• _Reading passage_:
Banana Hut

Journeys and rambles in Japan.

1.30.2007

The Return of 15 Things. (or, Hell-ish)


I'm heading off on the nightbus to Tokyo in a couple hours, but thought I would take some time to update before I dissapear for the better part of three days. The plan was to stay in Yokohama, the third largest city in Japan and about half an hour from Tokyo, but it turned out to be less economical and much more inefficient, so Graeme (also of UBC; he's on the right in the photo, just one above me) and I need to work out our exact itinerary on the bus tonight. We've gone ahead and booked the youth hostel in Tokyo, but we don't know exactly what we're going to want to see when we disembark at 7 am tomorrow morning.

• _Set problem 1_: List each distinct proper name that appears in the main paragraph of the Japan travel blog post.
• _Set problem 2_: Return the part of the Japan travel blog post between "I'm heading off" and "am tomorrow morning.", inclusive.
• _Set problem 3_: In the Japan travel blog post, where have the writer and Graeme booked a place to stay?
The lines after the blog post have no role in what is asked here.

• _Data supplied_:
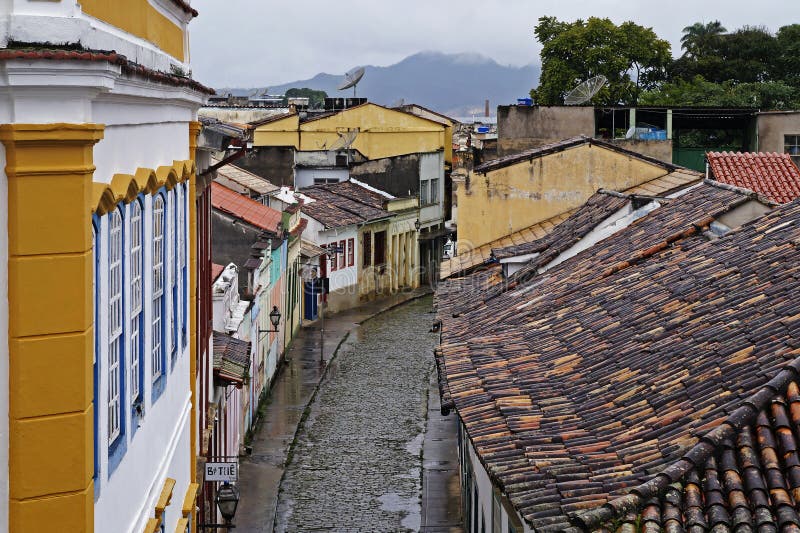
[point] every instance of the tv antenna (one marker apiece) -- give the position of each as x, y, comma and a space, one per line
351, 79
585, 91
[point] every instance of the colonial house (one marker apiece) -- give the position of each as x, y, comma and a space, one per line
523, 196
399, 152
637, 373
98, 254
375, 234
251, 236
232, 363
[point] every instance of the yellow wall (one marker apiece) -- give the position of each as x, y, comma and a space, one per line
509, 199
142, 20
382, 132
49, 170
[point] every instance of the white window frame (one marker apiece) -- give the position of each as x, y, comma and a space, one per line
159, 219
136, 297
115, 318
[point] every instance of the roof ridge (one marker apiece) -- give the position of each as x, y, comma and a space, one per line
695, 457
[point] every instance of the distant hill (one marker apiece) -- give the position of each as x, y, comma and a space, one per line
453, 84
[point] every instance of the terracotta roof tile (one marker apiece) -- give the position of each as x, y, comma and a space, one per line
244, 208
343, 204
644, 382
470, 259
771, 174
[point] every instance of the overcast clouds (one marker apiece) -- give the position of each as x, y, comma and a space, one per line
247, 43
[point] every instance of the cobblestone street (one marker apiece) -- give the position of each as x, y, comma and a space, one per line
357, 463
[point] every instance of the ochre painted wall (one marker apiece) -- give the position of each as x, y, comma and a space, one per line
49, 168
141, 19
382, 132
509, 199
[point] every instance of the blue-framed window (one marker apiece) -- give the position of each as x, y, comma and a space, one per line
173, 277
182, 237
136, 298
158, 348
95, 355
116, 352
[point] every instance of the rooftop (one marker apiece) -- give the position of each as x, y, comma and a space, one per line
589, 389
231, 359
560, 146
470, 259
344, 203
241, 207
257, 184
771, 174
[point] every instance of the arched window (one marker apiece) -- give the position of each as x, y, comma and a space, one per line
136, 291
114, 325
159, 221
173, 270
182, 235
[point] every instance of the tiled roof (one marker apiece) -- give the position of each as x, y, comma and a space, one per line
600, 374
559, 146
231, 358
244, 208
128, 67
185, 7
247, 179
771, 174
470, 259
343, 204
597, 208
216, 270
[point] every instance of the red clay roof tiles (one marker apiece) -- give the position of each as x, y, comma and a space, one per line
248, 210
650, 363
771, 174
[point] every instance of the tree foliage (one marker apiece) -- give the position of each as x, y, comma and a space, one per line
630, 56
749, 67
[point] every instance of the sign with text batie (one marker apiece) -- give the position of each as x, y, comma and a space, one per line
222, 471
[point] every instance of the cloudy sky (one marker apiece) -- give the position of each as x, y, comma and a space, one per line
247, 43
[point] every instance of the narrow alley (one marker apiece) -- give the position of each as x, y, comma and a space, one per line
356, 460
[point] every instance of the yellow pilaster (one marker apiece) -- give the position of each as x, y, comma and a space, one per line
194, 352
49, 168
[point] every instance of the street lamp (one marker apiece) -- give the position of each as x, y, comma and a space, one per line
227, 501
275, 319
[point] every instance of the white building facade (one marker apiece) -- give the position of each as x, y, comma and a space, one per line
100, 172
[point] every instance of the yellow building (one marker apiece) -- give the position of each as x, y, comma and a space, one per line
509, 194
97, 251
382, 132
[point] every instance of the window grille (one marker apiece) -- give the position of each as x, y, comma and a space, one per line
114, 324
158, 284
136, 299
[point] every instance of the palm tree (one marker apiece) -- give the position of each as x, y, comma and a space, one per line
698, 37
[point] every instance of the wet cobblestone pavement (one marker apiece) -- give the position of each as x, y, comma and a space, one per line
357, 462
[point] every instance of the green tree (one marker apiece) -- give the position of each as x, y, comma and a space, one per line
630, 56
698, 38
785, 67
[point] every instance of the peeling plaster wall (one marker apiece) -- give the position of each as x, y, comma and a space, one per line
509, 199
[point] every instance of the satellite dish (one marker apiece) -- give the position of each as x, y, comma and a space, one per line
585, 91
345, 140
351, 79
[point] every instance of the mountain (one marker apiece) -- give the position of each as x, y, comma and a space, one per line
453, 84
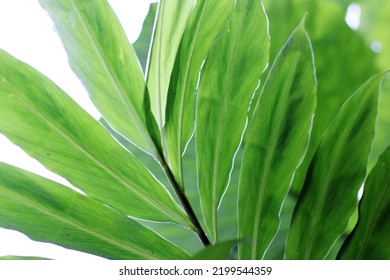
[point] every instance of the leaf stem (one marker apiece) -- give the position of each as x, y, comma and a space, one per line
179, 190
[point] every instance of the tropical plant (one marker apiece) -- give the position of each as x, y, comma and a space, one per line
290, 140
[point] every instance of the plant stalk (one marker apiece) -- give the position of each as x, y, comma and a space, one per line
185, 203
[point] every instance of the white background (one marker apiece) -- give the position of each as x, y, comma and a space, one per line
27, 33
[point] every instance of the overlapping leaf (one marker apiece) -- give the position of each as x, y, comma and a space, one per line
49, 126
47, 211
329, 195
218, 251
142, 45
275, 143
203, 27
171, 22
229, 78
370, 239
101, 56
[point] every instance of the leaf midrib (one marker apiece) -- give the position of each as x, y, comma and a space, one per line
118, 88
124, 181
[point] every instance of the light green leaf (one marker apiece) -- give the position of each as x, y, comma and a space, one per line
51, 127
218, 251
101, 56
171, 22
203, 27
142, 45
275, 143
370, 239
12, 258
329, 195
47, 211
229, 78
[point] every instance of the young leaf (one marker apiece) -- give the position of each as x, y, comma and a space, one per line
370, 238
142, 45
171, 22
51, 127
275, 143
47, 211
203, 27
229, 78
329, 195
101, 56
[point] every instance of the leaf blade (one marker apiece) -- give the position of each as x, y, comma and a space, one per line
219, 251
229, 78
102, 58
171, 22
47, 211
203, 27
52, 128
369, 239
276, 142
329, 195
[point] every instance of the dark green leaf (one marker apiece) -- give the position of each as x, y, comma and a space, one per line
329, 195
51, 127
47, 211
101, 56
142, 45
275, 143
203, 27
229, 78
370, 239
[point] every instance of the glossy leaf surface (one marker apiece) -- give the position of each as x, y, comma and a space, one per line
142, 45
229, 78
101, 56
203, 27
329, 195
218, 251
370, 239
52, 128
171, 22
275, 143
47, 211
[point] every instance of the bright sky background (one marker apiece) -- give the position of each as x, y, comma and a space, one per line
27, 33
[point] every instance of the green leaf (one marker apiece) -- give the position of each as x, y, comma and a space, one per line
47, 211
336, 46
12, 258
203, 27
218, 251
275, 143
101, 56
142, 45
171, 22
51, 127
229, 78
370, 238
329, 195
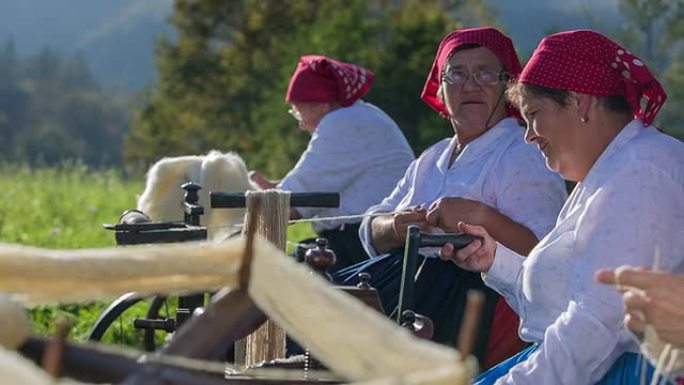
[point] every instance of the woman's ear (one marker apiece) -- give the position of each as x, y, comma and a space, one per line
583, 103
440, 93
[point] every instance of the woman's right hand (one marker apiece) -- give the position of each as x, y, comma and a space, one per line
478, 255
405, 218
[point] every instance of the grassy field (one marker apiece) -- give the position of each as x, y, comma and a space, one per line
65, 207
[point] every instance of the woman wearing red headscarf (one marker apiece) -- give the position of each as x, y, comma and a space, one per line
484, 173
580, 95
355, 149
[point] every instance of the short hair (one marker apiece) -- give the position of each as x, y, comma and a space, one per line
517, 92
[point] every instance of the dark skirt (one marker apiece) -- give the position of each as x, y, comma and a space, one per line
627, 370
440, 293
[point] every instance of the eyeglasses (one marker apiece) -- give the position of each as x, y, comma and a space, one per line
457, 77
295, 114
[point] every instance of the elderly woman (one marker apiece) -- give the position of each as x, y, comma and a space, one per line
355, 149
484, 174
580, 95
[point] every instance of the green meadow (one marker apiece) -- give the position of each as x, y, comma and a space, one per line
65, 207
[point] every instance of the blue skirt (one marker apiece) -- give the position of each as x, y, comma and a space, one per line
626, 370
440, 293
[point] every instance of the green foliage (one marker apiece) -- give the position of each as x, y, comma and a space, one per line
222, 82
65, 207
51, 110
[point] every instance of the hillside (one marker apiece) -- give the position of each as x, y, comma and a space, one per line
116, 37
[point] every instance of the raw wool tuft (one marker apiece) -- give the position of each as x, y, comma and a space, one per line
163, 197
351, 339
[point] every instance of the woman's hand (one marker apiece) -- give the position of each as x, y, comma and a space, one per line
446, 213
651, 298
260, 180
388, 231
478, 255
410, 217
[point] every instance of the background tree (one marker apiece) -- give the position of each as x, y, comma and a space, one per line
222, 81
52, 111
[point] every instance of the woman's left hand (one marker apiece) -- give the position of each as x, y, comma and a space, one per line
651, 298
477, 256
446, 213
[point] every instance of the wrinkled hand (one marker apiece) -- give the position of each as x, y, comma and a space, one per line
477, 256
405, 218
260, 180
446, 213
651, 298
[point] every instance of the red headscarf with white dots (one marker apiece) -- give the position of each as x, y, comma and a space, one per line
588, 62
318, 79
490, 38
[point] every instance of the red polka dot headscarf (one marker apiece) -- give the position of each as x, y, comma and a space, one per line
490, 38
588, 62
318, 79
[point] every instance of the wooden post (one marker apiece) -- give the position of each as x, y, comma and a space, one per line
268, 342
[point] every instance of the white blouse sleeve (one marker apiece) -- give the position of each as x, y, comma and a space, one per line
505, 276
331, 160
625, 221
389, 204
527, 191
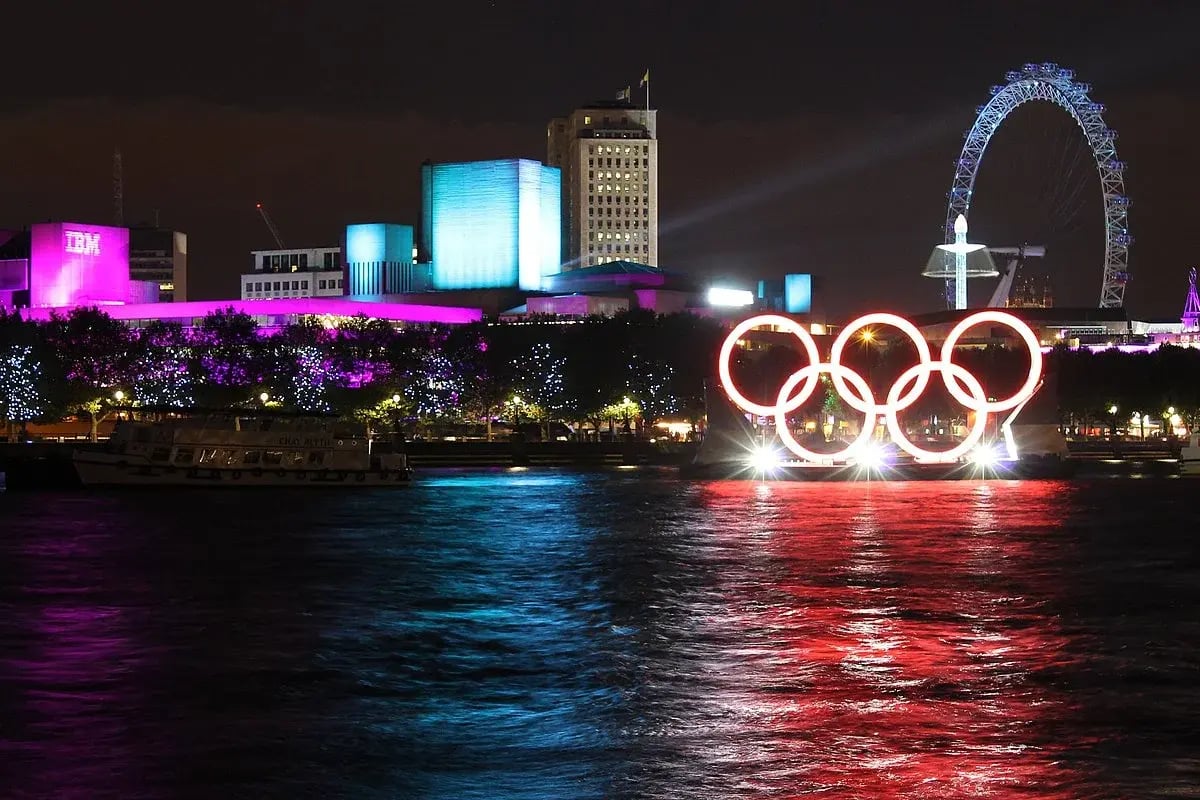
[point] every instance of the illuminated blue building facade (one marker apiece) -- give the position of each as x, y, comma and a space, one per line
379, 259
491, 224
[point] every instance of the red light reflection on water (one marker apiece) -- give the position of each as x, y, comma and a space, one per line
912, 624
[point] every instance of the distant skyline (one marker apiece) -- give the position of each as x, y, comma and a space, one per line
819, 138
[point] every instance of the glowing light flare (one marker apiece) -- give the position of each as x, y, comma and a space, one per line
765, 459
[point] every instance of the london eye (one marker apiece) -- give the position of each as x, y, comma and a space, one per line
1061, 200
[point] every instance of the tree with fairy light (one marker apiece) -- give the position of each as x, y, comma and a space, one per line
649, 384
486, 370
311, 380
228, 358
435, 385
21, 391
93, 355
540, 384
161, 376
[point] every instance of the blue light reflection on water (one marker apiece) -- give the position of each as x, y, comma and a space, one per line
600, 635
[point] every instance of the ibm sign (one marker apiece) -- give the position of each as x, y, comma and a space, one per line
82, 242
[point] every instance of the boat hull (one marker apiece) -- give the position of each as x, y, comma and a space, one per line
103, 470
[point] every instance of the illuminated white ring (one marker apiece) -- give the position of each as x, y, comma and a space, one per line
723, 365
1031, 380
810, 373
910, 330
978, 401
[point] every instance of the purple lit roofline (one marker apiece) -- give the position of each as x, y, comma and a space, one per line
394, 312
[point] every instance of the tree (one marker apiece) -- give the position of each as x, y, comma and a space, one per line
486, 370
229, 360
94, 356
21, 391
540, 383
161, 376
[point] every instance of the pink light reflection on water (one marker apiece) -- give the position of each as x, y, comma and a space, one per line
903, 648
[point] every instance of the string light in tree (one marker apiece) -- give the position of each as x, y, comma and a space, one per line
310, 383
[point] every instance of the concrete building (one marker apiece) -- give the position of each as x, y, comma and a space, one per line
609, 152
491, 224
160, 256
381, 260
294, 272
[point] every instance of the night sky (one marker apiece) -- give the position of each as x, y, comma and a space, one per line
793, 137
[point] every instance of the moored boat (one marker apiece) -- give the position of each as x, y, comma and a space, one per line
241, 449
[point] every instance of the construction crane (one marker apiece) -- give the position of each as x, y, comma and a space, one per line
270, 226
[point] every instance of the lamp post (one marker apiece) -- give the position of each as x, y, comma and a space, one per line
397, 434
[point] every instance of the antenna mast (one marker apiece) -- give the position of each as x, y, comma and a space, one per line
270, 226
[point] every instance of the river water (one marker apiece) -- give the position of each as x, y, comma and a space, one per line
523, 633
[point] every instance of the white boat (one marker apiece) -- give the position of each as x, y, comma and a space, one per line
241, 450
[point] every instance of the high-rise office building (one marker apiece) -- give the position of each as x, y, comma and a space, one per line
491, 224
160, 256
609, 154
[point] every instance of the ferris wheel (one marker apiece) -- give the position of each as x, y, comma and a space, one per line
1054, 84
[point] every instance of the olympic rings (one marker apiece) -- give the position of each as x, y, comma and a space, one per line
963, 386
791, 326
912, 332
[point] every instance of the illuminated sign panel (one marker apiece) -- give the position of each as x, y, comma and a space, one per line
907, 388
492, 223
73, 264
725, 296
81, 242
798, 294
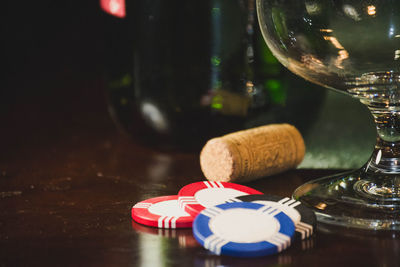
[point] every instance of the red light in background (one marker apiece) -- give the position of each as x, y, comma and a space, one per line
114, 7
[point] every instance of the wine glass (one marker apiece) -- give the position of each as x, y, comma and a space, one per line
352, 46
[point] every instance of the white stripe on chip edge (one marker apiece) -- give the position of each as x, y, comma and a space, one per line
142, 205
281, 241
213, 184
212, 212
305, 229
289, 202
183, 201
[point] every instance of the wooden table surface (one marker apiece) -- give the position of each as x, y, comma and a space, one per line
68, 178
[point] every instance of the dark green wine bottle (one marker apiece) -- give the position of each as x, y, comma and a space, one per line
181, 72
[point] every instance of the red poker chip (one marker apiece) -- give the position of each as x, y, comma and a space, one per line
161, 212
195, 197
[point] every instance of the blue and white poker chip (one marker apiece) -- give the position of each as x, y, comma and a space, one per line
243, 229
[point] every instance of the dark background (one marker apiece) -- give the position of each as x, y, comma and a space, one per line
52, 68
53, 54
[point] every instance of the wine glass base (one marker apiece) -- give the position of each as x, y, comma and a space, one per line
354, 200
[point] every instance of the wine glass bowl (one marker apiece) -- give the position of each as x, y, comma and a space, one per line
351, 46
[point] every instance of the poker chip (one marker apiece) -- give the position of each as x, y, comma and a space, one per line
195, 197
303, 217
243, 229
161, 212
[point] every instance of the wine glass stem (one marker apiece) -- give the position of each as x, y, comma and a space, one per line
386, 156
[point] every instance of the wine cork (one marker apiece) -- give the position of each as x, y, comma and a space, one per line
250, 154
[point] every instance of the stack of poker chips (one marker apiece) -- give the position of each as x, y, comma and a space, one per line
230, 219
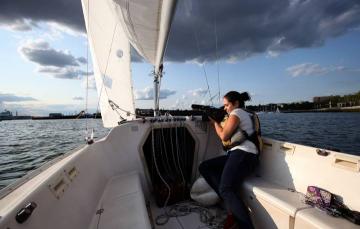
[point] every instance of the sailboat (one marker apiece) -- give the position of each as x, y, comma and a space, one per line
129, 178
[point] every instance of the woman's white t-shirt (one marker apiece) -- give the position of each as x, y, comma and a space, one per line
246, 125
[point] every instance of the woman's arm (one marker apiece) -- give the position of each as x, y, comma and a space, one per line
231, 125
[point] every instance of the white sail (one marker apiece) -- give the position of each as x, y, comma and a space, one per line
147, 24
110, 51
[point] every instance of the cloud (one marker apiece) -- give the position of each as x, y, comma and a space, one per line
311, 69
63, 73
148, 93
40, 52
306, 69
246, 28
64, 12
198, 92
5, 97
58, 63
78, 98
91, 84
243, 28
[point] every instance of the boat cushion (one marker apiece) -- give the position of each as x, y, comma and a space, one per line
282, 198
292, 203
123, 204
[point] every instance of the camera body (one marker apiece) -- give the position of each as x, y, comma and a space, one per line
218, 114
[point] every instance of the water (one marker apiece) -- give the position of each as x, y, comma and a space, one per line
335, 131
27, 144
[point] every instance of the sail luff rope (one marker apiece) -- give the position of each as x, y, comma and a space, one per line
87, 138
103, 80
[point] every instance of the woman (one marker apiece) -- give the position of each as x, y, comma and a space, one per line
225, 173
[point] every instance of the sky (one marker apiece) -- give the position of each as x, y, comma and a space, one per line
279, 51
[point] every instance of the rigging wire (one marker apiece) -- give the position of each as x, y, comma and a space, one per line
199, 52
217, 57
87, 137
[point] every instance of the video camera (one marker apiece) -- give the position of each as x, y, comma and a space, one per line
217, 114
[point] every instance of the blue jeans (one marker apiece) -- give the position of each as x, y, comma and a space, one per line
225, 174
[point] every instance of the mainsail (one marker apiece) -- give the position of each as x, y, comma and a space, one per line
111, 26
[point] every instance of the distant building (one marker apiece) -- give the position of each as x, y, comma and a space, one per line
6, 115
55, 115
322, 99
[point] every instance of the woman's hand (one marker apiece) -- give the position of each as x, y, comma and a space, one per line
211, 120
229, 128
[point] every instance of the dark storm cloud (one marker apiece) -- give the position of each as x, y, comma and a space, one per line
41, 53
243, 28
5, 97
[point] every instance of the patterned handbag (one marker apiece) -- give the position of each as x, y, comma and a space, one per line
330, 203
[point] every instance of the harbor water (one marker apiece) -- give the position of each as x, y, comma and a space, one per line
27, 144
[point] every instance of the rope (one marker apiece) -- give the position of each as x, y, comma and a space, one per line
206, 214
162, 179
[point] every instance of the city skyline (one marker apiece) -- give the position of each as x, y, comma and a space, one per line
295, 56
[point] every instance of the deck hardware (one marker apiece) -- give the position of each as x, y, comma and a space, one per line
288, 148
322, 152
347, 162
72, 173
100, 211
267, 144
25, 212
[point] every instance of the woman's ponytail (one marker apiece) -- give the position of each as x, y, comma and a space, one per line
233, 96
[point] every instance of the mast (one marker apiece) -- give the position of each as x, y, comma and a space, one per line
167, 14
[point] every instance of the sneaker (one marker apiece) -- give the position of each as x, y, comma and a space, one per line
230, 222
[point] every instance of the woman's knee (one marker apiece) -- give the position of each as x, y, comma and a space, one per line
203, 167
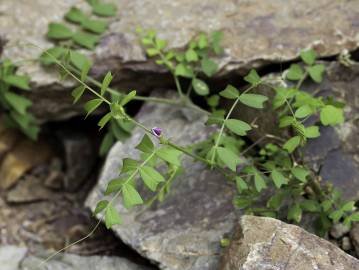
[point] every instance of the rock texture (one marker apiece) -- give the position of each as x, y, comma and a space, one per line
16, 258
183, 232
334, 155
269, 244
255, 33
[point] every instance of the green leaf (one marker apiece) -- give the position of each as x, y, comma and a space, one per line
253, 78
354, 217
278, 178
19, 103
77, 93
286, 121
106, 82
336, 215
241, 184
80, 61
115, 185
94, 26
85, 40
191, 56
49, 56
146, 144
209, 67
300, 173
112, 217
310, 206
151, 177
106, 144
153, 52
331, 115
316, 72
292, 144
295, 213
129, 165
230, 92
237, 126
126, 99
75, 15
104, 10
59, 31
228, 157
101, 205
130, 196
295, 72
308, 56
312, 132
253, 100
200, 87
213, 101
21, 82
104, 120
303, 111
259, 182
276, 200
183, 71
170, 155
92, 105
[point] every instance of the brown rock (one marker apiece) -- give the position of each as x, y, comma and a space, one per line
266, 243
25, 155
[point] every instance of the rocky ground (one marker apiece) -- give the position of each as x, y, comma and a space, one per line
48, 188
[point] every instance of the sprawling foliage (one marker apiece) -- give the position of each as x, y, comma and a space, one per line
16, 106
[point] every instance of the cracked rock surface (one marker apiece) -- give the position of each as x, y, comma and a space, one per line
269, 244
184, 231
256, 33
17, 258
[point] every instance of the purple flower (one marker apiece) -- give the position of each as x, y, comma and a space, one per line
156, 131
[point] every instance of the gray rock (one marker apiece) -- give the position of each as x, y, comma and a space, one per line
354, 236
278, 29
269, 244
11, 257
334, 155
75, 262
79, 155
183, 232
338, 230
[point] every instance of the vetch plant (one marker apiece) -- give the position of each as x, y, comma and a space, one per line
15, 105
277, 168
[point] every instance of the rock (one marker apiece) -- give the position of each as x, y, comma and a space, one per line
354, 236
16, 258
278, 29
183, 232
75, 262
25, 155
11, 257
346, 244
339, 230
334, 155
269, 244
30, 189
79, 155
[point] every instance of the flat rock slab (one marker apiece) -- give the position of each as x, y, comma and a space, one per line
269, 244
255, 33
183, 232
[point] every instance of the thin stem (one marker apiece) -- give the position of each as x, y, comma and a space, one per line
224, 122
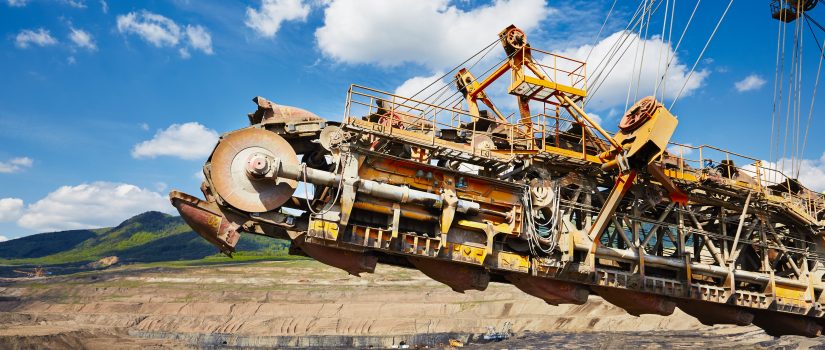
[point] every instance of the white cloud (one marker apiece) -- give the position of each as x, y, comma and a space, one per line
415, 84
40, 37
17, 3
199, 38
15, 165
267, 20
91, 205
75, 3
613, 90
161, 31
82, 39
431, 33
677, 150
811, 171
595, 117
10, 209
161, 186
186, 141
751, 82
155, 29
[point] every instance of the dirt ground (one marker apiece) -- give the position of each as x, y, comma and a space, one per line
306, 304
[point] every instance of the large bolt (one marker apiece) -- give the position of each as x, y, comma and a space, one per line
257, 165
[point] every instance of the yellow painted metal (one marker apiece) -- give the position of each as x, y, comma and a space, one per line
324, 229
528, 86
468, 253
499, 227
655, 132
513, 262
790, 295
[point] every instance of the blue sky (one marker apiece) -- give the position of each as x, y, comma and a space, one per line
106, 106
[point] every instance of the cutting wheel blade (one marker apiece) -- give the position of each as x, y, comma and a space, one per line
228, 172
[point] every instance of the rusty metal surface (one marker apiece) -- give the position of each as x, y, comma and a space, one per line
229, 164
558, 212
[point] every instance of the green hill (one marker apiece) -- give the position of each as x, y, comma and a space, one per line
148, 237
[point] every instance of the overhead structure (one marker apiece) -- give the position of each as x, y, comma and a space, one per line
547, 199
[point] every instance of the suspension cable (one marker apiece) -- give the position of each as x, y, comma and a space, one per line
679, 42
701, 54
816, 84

• _Worked solution 1_: Tokyo, Yokohama, Japan, Graeme, UBC

• _Worked solution 2_:
I'm heading off on the nightbus to Tokyo in a couple hours, but thought I would take some time to update before I dissapear for the better part of three days. The plan was to stay in Yokohama, the third largest city in Japan and about half an hour from Tokyo, but it turned out to be less economical and much more inefficient, so Graeme (also of UBC; he's on the right in the photo, just one above me) and I need to work out our exact itinerary on the bus tonight. We've gone ahead and booked the youth hostel in Tokyo, but we don't know exactly what we're going to want to see when we disembark at 7 am tomorrow morning.

• _Worked solution 3_: A youth hostel in Tokyo.